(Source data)

§

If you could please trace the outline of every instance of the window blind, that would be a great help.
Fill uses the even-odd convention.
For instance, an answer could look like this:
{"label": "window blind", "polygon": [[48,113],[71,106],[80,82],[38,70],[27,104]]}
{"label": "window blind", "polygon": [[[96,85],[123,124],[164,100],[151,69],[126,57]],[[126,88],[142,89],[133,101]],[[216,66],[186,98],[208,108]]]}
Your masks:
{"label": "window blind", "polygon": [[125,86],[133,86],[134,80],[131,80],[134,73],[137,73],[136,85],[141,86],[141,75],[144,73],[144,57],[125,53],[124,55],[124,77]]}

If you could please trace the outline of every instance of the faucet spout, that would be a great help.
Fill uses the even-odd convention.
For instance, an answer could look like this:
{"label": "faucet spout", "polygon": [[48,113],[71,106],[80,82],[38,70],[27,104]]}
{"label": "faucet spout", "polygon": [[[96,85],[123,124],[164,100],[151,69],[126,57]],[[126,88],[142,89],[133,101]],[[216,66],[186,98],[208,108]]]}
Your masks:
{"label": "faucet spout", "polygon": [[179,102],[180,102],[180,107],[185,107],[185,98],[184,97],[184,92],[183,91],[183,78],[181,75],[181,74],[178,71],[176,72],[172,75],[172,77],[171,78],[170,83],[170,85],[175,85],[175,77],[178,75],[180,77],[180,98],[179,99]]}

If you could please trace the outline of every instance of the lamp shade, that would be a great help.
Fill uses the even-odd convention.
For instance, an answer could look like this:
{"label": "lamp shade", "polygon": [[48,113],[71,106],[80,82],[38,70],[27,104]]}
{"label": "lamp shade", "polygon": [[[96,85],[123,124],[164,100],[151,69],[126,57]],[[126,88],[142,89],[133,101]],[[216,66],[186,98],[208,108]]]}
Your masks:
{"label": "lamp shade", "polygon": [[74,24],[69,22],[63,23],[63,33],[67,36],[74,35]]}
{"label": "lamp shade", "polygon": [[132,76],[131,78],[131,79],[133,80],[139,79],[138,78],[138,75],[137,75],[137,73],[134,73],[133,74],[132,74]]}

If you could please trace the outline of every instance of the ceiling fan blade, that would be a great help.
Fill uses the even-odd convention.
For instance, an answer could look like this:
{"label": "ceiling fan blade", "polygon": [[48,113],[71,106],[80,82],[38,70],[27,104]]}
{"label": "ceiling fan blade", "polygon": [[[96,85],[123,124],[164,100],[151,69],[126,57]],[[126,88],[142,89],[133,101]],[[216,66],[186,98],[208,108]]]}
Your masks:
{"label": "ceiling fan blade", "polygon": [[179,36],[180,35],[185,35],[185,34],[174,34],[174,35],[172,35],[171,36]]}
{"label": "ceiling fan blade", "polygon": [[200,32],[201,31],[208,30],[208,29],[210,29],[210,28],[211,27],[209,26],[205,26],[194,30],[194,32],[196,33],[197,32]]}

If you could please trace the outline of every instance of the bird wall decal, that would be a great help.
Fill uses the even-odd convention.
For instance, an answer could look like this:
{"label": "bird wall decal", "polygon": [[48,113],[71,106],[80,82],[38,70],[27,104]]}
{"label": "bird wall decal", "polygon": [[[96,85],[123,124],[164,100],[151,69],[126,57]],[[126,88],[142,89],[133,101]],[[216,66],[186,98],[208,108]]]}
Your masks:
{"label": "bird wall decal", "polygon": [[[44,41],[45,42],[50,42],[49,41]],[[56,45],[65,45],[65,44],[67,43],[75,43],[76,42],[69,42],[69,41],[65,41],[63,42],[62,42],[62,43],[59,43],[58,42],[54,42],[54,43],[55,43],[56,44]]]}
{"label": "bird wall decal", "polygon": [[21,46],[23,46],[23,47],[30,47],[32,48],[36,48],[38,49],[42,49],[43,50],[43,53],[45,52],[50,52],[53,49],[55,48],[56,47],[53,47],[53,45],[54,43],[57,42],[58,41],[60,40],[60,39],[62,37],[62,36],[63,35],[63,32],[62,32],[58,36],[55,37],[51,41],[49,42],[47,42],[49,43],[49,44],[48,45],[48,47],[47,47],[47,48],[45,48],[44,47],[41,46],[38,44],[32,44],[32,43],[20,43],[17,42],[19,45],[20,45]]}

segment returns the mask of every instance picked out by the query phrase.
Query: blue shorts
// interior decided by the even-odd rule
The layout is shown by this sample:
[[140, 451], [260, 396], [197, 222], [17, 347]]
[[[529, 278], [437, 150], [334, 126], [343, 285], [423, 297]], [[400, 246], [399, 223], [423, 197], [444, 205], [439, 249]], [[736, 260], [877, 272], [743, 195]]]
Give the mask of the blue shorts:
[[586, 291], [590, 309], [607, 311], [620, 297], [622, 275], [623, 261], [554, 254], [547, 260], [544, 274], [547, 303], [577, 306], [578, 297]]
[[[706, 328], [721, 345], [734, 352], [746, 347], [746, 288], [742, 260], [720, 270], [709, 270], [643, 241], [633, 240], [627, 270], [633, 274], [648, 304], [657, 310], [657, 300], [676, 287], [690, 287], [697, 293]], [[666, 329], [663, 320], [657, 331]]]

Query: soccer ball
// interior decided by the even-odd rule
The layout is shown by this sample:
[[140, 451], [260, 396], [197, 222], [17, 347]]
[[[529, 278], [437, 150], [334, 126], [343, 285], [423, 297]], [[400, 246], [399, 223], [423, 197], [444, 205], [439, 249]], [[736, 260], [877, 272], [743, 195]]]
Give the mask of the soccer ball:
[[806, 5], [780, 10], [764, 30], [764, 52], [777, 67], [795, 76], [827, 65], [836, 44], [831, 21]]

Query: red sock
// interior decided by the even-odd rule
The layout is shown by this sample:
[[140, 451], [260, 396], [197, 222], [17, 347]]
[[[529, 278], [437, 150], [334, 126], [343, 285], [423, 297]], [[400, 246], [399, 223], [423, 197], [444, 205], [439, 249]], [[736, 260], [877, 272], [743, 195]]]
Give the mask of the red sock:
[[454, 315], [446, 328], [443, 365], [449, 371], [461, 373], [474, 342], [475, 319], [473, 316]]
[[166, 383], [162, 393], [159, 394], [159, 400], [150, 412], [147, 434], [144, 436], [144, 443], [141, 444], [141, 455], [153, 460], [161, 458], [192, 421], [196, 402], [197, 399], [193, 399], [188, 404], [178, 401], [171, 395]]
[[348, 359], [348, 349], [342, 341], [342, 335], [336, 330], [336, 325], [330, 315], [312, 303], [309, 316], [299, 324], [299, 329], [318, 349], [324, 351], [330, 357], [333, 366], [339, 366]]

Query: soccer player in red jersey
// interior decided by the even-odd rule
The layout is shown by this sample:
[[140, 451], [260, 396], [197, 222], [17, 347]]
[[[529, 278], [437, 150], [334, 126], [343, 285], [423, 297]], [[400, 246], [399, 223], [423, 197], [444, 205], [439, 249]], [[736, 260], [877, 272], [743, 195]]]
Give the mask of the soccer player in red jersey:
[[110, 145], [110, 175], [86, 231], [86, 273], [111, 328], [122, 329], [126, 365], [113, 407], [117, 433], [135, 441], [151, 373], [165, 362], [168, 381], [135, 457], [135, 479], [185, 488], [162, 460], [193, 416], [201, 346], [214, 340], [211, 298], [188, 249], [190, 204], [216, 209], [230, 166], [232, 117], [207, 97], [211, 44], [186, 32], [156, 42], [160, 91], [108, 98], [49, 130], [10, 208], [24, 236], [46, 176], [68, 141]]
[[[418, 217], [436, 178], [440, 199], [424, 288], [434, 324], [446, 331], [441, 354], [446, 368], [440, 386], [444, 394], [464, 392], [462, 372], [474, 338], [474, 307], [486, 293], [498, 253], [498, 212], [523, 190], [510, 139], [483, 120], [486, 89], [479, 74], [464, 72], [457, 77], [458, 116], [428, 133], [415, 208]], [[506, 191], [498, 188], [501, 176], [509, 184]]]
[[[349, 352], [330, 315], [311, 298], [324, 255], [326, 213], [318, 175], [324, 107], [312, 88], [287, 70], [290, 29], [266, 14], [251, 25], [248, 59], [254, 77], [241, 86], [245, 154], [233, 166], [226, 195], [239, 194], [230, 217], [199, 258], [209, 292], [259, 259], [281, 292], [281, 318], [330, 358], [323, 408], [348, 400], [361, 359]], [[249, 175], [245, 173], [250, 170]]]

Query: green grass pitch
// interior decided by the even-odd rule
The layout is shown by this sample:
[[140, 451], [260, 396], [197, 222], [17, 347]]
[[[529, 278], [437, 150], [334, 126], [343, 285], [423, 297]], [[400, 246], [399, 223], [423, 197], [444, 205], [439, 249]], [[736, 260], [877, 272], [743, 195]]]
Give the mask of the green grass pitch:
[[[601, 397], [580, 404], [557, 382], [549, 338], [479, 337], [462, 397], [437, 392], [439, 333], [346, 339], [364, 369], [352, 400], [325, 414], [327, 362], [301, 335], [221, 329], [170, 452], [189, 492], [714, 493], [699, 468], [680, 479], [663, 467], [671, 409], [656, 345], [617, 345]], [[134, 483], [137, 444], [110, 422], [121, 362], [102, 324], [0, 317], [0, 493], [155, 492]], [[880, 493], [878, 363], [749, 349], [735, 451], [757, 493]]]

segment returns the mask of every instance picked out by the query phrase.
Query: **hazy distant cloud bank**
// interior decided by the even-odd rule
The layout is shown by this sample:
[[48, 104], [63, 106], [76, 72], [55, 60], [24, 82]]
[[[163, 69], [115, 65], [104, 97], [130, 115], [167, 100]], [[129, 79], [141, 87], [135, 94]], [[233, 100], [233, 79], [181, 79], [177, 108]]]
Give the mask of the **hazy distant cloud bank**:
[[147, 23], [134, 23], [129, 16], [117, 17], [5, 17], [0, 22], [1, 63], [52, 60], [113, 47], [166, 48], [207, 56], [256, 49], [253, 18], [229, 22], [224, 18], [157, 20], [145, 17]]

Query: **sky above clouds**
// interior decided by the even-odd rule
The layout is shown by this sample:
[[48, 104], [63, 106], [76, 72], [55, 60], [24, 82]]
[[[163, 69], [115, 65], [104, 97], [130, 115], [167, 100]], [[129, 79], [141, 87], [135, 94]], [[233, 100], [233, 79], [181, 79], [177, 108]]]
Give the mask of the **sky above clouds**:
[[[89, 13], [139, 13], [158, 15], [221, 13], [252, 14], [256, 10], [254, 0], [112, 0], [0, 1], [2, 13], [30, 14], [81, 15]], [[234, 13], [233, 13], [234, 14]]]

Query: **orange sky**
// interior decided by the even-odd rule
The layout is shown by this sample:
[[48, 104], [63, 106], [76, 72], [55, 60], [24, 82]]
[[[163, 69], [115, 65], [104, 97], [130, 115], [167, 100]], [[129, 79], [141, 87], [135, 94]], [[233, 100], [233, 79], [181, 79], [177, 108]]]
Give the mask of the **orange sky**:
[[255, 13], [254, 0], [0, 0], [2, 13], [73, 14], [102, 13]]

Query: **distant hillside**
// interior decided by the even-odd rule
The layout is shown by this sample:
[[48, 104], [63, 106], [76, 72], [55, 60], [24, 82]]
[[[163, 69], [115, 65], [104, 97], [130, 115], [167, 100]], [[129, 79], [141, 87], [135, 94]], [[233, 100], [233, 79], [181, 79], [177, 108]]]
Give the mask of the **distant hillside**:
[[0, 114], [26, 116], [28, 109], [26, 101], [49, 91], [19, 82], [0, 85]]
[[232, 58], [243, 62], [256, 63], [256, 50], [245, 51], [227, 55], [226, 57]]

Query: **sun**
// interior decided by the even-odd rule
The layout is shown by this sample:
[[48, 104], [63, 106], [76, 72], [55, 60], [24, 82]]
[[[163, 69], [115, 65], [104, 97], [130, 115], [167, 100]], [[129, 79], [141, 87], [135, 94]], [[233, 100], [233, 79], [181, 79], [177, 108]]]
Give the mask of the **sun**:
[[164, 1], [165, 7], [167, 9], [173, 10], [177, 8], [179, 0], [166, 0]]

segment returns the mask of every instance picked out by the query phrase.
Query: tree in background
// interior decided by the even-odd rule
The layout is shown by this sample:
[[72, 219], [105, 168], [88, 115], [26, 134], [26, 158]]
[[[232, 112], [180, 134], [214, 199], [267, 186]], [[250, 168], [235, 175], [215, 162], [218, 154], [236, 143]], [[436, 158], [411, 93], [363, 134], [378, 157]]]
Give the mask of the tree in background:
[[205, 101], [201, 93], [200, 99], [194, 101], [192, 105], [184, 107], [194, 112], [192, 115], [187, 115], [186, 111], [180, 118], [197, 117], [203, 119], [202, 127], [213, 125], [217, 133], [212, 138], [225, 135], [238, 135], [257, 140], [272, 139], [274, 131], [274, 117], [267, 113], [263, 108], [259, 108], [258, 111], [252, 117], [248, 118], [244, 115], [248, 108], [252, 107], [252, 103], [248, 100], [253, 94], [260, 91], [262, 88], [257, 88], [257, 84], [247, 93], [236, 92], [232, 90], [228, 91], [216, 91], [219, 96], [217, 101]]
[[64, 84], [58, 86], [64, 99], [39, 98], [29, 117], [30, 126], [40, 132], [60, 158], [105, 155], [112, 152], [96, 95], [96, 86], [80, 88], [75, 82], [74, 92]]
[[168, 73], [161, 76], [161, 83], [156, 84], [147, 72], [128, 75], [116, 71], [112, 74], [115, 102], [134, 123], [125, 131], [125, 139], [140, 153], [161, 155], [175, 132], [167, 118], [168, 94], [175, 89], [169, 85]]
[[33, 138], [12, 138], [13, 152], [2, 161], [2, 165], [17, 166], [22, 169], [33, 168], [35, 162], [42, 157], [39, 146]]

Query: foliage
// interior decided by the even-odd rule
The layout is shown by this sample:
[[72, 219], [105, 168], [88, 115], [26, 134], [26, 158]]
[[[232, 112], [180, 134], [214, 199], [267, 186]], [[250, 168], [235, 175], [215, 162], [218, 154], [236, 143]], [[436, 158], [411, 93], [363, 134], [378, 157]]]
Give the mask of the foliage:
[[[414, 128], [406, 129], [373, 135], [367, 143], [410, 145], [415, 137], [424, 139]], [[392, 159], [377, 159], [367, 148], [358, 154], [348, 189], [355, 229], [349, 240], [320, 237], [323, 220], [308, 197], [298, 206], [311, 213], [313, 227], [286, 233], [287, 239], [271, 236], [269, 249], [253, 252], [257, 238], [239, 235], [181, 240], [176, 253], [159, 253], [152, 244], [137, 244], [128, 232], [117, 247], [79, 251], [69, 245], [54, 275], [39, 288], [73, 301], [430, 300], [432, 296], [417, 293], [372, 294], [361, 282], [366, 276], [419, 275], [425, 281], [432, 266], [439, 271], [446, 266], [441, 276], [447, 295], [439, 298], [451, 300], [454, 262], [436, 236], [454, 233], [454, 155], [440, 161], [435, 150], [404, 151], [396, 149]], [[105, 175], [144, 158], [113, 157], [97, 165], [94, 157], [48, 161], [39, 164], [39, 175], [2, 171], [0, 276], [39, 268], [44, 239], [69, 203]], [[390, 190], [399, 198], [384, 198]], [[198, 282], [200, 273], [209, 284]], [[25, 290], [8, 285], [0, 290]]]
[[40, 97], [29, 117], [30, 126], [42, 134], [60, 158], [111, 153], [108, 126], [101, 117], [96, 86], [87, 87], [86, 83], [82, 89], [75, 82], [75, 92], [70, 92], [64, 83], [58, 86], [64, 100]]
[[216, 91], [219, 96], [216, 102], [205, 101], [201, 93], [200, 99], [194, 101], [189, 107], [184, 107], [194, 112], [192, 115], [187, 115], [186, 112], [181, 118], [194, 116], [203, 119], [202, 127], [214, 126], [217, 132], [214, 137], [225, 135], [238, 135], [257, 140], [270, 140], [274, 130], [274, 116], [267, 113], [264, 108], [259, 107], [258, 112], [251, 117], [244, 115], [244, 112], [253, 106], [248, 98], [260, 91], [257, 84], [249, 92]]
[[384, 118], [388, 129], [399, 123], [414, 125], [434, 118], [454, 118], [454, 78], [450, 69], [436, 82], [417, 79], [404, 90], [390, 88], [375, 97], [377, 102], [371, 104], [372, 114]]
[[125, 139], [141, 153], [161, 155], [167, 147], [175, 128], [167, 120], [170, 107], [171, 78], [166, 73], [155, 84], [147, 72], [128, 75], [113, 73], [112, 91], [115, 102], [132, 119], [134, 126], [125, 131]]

§

Copy the rows verbatim, from the line with "Query: **sky above clouds**" to the line with "13], [234, 14]]]", including both of those lines.

#### CORRECT ANSWER
Query: **sky above clouds**
// interior decided by the even-odd rule
The layout is shown by this sample:
[[48, 104], [63, 106], [76, 72], [55, 60], [24, 82]]
[[[163, 69], [115, 65], [104, 97], [130, 115], [167, 100]], [[129, 79], [141, 87], [135, 94]], [[233, 100], [233, 79], [181, 79], [177, 108]]]
Give the mask of the **sky above clouds**:
[[[89, 13], [139, 13], [158, 15], [221, 13], [252, 14], [256, 10], [254, 0], [112, 0], [0, 1], [2, 13], [30, 14], [81, 15]], [[234, 13], [233, 13], [234, 14]]]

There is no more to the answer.